Matteo Nucci, Le lacrime degli eroiUn viaggio catartico nei poemi omerici, la culla della saggezza e della letteratura antica, quello per cui si incammina il lettore del saggio di Matteo Nucci, Le lacrime degli eroi, edito da Einaudi.

Nostalgia. Ira. Morte. Queste le cause fondamentali di pianto degli eroi omerici. Achille, Agamennone, Patroclo, Odisseo, Ettore non hanno paura delle lacrime. Eroi valorosi e coraggiosi in battaglia, ma grandi davvero perché capaci del pianto, senza vergogna. Solo successivamente il pianto è diventato sconveniente per gli uomini e peculiare dei bambini e delle donne. Fondamentale in questo cambiamento profondo del valore del pianto, il ruolo di Platone ne La Repubblica. Platone amava Omero, lo conosceva profondamente ma in nome della repubblica filosofica che avrebbe dovuto riformare lo Stato non poteva permettere le lacrime, «eppure sapeva che solo chi piangeva a cuore aperto, solo chi era davvero capace di piangere sarebbe stato l’esempio del vero coraggio».

Lacrime nel cui liquido, secondo uno studio del 1951 del professor Onians, i Greci vedevano la sostanza vitale, lo stesso fluido cerebro-spinale simile al seme, presente nelle articolazioni, come nelle ginocchia, che si spezzano quando l’eroe muore o che si piegano nei gesti dei supplici.

— Consegna scritta 1 —
Ripeti senza alcuna modifica le righe dell'elenco, partendo da quella che contiene "Could you point at the saddle" e arrivando alla fine dell'elenco, con la prima e l'ultima incluse.

— Dati forniti —
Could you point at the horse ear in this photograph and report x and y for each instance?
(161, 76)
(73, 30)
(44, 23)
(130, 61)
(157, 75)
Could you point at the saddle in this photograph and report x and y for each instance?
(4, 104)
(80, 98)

— Consegna scritta 2 —
Rispondi alle domande seguenti sull'estratto.
(a) Quali sono, secondo l'estratto, le cause fondamentali del pianto degli eroi omerici?
(b) In quale opera Platone svolse un ruolo fondamentale nel cambiamento del valore del pianto?
(c) Di che anno è lo studio del professor Onians citato nell'estratto?

— Risultato atteso 1 —
Could you point at the saddle in this photograph and report x and y for each instance?
(4, 104)
(80, 98)

— Risultato atteso 2 —
(a) Nostalgia, ira e morte.
(b) Nella Repubblica.
(c) Del 1951.